Data items
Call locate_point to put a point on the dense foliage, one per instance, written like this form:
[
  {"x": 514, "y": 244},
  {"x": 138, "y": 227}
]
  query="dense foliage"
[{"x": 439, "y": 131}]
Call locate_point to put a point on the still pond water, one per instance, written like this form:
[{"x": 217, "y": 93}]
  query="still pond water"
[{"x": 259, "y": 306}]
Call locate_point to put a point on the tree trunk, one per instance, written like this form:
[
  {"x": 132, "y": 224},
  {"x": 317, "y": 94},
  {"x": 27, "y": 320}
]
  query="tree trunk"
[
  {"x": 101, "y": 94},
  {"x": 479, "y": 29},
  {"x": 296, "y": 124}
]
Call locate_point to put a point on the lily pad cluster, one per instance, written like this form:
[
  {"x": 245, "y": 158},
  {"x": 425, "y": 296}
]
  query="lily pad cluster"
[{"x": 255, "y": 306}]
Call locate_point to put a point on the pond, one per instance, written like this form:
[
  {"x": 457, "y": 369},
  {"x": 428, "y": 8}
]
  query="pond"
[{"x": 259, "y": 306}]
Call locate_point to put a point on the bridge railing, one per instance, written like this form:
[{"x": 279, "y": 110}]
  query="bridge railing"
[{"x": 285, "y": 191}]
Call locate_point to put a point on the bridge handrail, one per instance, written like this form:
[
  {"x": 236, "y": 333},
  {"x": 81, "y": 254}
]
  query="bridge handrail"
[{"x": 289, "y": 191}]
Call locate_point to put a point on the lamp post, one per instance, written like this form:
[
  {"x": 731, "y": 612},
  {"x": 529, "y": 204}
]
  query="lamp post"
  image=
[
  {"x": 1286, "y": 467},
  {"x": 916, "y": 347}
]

*SHORT EXERCISE*
Give back exactly the lines from the line holding "Call locate_point to put a point on the pond, one" through the last line of the listing, including both.

*FULL ANSWER*
Call locate_point to put a point on the pond, one per instance, written like this form:
[
  {"x": 457, "y": 369},
  {"x": 428, "y": 8}
]
  query="pond"
[{"x": 259, "y": 306}]
Call locate_point to put a point on the bridge railing, one per instance, written like this form:
[{"x": 279, "y": 110}]
  query="bridge railing"
[{"x": 285, "y": 191}]
Call locate_point to put a point on the bridge handrail, one per instance, written like this form:
[
  {"x": 236, "y": 333},
  {"x": 81, "y": 254}
]
  query="bridge handrail"
[{"x": 289, "y": 191}]
Call locate_point to put a point on the lamp post, one per instance, written like this form:
[
  {"x": 731, "y": 612},
  {"x": 529, "y": 204}
]
  query="lamp post"
  image=
[
  {"x": 1286, "y": 467},
  {"x": 916, "y": 347}
]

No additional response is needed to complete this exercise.